*** SELEÇÃO
O Hamás tem, de fato, boas razões para otimismo, com a ascensão da Fraternidade Muçulmana à presidência do mais importante estado árabe.

Para começar, o Hamás tem certeza de que o Egito, no governo de Mursi, não chantageará o grupo islâmico e os palestinos em geral, a aceitar acordos com Israel que não interessam aos palestinos, como tantas vezes aconteceu durante o reinado de Mubarak, quando o governo egípcio era usado – pelos EUA – como garrote, para obrigar a Autoridade Palestina a fazer concessões a Israel. De fato, a grande maioria dos palestinos sempre consideraram o governo de Mubarak mais como ameaça, do que como aliado da causa palestina. Os que acalentavam alguma esperança foram afinal desiludidas na campanha genocida de Israel contra Gaza, há mais de três anos (“Operação Chumbo Derretido”/ing.: Operation Cast Lead).
******
Na seleção sobre o Hamás e o Egito, como a grande maioria dos palestinos sempre considerou o governo de Mubarak? As linhas são um material à parte, sem relação com a seleção.
*** EXTRATOS DAS LINHAS
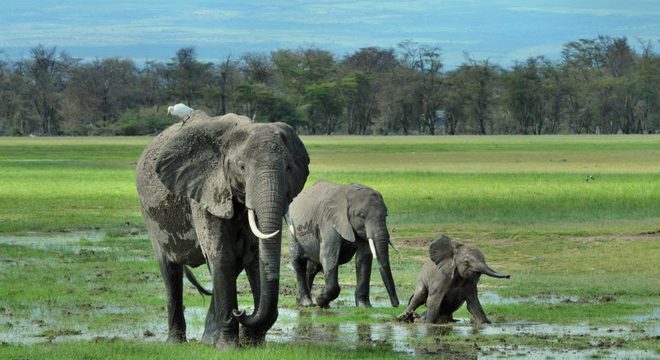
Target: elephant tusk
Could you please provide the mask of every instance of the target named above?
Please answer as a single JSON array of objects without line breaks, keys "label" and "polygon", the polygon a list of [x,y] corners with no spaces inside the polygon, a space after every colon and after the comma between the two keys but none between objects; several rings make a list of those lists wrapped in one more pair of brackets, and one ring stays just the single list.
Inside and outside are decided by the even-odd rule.
[{"label": "elephant tusk", "polygon": [[369,238],[369,249],[371,249],[371,253],[374,255],[374,259],[378,261],[378,256],[376,255],[376,246],[374,245],[374,241]]},{"label": "elephant tusk", "polygon": [[399,251],[399,249],[397,249],[396,246],[394,246],[394,244],[392,243],[392,240],[387,240],[387,242],[390,244],[390,246],[392,247],[392,249],[394,249],[394,251],[396,251],[397,254],[401,254],[401,252]]},{"label": "elephant tusk", "polygon": [[273,236],[277,235],[277,233],[280,232],[279,230],[277,230],[272,234],[262,233],[259,230],[259,228],[257,227],[257,222],[254,219],[254,210],[252,210],[252,209],[248,209],[248,222],[250,223],[250,230],[252,230],[252,233],[254,234],[254,236],[258,237],[261,240],[270,239]]},{"label": "elephant tusk", "polygon": [[287,225],[289,225],[289,231],[291,232],[291,235],[296,236],[296,228],[293,226],[293,222],[291,221],[288,210],[286,214],[284,214],[284,221],[286,221]]}]

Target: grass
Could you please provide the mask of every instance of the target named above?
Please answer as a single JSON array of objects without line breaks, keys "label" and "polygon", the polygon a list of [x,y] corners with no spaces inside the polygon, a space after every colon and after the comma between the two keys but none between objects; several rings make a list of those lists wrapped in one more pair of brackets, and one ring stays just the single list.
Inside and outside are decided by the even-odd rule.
******
▸ RESPOSTA
Mais como ameaça do que como aliado da causa palestina.